## EXCERPTED DATA

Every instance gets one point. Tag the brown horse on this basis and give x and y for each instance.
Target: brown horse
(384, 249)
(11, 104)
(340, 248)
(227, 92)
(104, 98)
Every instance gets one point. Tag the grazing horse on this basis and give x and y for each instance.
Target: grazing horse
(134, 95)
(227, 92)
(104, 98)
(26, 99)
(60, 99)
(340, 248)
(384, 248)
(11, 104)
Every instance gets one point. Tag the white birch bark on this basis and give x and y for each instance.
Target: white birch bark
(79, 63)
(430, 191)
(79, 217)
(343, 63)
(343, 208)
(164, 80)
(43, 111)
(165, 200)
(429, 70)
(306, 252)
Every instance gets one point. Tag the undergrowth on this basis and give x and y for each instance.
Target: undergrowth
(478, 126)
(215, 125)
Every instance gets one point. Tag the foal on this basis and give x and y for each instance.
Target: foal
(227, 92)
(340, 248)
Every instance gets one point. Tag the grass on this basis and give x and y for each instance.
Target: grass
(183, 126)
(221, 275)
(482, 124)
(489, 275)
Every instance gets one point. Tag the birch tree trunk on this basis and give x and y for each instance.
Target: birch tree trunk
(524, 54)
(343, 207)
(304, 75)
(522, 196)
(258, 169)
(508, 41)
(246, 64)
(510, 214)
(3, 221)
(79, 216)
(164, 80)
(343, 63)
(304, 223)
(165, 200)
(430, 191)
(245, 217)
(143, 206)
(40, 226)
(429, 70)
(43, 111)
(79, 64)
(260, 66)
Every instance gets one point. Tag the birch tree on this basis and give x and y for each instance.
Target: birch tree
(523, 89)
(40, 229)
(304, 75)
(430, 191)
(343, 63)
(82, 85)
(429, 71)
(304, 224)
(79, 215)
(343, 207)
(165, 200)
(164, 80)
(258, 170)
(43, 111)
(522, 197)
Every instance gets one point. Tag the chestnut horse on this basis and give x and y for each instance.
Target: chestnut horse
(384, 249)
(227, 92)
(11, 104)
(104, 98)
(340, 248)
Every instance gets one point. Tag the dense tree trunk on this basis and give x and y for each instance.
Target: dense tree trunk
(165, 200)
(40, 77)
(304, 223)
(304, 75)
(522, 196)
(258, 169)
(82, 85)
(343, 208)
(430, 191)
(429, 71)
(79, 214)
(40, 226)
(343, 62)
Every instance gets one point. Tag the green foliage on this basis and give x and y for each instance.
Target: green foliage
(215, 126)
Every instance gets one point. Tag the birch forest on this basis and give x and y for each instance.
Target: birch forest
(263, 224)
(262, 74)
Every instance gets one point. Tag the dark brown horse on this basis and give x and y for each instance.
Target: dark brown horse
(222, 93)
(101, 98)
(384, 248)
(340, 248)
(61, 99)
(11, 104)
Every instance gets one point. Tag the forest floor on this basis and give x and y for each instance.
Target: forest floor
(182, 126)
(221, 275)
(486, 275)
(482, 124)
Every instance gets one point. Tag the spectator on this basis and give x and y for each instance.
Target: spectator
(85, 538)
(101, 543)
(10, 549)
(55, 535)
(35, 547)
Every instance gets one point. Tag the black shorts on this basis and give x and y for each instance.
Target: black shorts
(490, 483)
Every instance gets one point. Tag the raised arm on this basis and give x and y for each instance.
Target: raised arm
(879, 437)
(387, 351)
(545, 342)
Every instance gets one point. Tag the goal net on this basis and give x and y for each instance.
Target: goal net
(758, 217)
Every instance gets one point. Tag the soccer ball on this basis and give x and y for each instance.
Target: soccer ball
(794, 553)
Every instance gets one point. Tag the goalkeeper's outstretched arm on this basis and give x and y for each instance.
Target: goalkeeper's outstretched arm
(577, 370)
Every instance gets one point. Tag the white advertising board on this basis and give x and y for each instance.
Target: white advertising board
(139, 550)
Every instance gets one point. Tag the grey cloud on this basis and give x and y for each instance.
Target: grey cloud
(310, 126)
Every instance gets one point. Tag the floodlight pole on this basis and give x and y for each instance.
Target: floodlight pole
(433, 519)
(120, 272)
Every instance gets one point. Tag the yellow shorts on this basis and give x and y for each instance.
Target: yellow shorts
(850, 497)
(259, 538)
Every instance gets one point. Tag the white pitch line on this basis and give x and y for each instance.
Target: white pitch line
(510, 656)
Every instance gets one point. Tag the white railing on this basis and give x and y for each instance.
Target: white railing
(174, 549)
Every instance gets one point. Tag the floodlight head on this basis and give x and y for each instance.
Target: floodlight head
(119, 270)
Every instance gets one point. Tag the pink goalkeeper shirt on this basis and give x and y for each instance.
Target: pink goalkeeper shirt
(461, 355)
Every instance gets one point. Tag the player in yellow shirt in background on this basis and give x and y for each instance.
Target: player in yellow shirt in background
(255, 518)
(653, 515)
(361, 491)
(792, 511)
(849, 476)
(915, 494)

## WRITTEN PROBLEM
Lay out all of the data above as a two-column CSV with the headers instruction and coordinates, giving each instruction its own row with its coordinates beside it. Enclose every field in double quotes and replace any line breaks inside a field with spaces.

## SOLUTION
instruction,coordinates
"Every instance gets one point. Tag the brown horse on this basis and give x and y for each instance. Target: brown horse","(384, 249) (11, 104) (340, 248) (227, 92) (104, 98)"
"Every instance gets one point. Tag the grazing horse on this basis and give x and y for each instance. Target: grazing horse","(134, 95) (227, 92) (104, 98) (26, 99) (60, 99) (340, 248) (384, 248) (11, 104)"
"Every instance gets one point. Tag the white birch bark on this basis and give x and y for each instance. Target: white birch bark","(79, 63) (430, 191) (79, 217) (343, 63) (343, 208) (164, 80) (43, 111) (165, 200) (429, 70) (306, 252)"
"Every instance gets one point. Tag the undergrowth on this basis and give x and y for each instance. Target: undergrowth","(478, 126) (215, 125)"
"Every instance gets one point. Tag the foal on this basis and give x and y for each instance. Target: foal","(227, 92) (340, 248)"
"Every instance gets one point. Tag the grass on this basis and give x and y for each instance. Target: grass","(183, 126) (221, 275) (482, 124) (489, 275)"
"Every instance gets one point. Tag the birch tree trunk on this basis and give x and y for each instance. Target: birch tree trunk","(524, 54) (343, 207) (304, 75) (522, 196) (258, 169) (508, 41) (246, 64) (510, 214) (3, 221) (79, 216) (164, 80) (343, 63) (304, 223) (165, 200) (430, 191) (245, 217) (143, 206) (40, 226) (429, 70) (43, 111) (79, 64) (260, 66)"
"Every instance gets one point. Tag the birch tree on this basis and give x and y for each instance. Target: birch tree","(523, 89) (40, 229) (304, 75) (430, 191) (343, 63) (82, 85) (429, 71) (304, 224) (79, 215) (343, 207) (165, 200) (164, 80) (258, 170) (43, 111) (522, 197)"
"Every instance gets one point. Tag the chestnut horse on this basis and give x and y for each instance. Target: chestnut horse","(384, 249) (227, 92) (11, 104) (104, 98) (340, 248)"
"Every instance gets one point. Tag the dense tree trunk on this basis and give x and y for each instance. Target: dense tree trunk","(165, 200) (40, 77) (304, 223) (304, 75) (522, 196) (258, 169) (82, 85) (343, 208) (430, 191) (429, 71) (79, 214) (40, 226) (343, 62)"
"Every instance gets one point. Tag the green foliage on this basis and give x and y for each instance. Target: green foliage","(215, 126)"
"Every instance gets one point. Tag the birch forest on this basis and give x and y for each instance. Target: birch forest","(263, 224) (262, 74)"
"Every instance gets one point. Tag the dark brown horse on this basis and give x and y for each instance. Target: dark brown horse","(222, 93) (101, 98) (384, 248) (340, 248) (61, 99) (11, 104)"
"Every instance gets one point. Tag the forest floor on this basis and give x and y for each instance. Target: forest floor","(182, 126) (221, 275) (486, 275) (482, 124)"
"Every instance gets one point. Tag the spectator on this basis and give x and y for each instance. Target: spectator","(85, 538) (101, 543) (10, 549) (55, 535) (35, 547)"
"Every instance gets one point. Tag the black shorts on this basis and give x and y for each instance. Target: black shorts","(490, 483)"
"Every instance gets one point. Tag the raised arm on this basis and give x and y for each instance. Target: raised arm","(879, 437) (387, 351) (545, 342)"
"Every instance gets one point. Tag the goal net on this basis and give x and y for each instance. Target: goal net","(758, 217)"
"Every instance gets one point. Tag the soccer ball on this basis and give x and y for each instance. Target: soccer ball","(794, 553)"
"Every instance gets one point. Tag the goalkeeper's outstretched arm on this basis and give x and y for each instance. Target: goalkeeper's outstretched arm","(577, 370)"
"Every instance gets one point. Tag the white advertising board on this basis and give x and y for each instance. Target: white advertising board","(139, 550)"
"Every instance gets one point. Tag the grey cloud on this basis and give x and y for each instance. Target: grey cloud","(310, 126)"
"Every instance gets one point. Tag the floodlight pole on this basis and give x and y for each instance. Target: floodlight pole","(433, 519) (120, 272)"
"Every instance gets one point. Tag the yellow shorts on this basis and give x and y for each instance. Target: yellow shorts","(850, 497) (259, 538)"
"Every instance gets one point. Tag the white pitch line on this basis and give x and y for each instance. Target: white pitch line","(510, 656)"
"Every instance gets one point. Tag the white railing on this basis and give x and y for each instance. Target: white railing","(174, 549)"
"Every instance gets one point. Tag the floodlight head on this basis and give x and y for each instance. Target: floodlight head","(119, 270)"
"Every instance gets one point. Tag the pink goalkeeper shirt on this basis and give x and y for each instance. Target: pink goalkeeper shirt","(461, 355)"
"Every instance gets one point. Tag the player in yellow shirt in background on this basis and give x and y for each instance. Target: player in yellow shirt in background","(255, 518) (653, 515) (361, 491) (792, 511) (849, 476) (915, 494)"